▸ What to produce: Nothing but a number should be given: how many lines in the entries below include the string "light".

** Opening Records for this exercise block **

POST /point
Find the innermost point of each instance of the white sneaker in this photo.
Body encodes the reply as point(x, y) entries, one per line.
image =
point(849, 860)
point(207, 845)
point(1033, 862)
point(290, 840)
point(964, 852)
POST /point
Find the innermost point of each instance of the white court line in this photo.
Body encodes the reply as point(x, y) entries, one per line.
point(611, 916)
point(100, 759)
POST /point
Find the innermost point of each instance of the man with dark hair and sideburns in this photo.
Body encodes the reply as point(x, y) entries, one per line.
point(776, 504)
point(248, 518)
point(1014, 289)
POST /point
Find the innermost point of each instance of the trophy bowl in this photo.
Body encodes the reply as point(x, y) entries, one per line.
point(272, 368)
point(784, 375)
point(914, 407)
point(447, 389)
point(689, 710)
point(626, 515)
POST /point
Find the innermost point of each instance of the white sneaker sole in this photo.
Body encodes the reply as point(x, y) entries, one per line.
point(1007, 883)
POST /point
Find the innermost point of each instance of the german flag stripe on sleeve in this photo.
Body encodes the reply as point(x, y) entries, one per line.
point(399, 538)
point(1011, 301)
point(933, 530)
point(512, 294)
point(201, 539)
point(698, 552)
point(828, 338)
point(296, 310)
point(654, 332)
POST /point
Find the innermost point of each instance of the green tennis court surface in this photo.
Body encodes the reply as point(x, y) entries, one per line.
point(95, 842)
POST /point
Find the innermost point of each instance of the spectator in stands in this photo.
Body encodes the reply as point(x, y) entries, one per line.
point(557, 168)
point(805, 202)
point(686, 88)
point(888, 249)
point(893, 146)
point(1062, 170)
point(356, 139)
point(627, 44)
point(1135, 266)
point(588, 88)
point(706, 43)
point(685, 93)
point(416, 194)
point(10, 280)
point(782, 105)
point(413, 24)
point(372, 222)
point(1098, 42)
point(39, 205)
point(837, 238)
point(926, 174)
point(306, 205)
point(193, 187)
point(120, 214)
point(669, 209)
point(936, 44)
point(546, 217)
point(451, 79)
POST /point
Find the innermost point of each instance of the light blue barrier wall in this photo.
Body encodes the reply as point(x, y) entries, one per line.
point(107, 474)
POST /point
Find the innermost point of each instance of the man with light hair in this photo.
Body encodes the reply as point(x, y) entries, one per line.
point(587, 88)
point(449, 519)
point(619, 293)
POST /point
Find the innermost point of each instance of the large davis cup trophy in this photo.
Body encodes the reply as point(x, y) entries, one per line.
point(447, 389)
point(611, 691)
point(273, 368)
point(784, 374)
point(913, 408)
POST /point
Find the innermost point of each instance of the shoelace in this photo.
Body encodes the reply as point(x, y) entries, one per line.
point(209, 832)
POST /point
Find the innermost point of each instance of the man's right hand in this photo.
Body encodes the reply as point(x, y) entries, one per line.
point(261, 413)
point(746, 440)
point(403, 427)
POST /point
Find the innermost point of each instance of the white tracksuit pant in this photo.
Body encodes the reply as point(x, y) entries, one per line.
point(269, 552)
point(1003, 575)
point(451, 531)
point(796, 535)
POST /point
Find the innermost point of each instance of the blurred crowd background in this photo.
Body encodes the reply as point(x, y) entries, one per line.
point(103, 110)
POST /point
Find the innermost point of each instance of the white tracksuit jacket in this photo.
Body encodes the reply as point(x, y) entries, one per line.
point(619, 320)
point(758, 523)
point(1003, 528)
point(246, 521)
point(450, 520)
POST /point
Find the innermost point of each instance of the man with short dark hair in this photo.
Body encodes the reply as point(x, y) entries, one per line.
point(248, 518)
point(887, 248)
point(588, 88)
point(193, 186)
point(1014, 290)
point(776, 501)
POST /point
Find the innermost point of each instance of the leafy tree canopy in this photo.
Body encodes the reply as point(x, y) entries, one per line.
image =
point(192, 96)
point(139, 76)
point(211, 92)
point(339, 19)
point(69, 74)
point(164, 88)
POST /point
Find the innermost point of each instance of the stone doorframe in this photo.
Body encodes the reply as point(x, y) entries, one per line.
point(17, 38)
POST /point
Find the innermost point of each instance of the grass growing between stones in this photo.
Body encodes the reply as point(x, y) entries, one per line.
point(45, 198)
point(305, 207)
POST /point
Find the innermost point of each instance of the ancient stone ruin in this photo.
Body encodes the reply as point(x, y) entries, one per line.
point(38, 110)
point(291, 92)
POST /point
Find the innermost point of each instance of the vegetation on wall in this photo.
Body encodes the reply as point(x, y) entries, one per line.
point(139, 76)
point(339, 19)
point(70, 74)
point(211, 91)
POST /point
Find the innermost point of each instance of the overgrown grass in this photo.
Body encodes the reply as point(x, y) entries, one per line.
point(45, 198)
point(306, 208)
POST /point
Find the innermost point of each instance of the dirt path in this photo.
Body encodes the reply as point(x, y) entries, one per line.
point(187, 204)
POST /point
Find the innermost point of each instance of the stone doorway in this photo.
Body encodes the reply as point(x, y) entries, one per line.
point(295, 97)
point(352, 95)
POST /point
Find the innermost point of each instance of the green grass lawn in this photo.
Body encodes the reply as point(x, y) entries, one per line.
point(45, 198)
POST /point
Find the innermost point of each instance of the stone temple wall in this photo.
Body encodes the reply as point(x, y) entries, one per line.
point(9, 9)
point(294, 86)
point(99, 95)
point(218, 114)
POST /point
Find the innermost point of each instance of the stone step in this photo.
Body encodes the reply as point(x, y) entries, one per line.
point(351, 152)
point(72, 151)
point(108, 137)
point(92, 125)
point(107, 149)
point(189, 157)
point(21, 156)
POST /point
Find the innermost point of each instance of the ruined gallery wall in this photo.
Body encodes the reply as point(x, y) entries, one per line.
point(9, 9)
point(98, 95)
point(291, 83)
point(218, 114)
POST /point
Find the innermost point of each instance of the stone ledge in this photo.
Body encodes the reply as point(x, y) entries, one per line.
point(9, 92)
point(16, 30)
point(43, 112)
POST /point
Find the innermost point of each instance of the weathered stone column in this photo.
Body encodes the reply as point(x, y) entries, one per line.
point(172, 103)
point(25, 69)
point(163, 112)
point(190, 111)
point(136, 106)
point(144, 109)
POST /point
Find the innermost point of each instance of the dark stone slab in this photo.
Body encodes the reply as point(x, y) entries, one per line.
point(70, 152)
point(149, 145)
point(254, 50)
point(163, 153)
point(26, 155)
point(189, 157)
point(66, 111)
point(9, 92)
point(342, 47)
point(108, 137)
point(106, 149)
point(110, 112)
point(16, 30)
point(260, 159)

** Closing Records for this exercise block **

▸ Written response: 2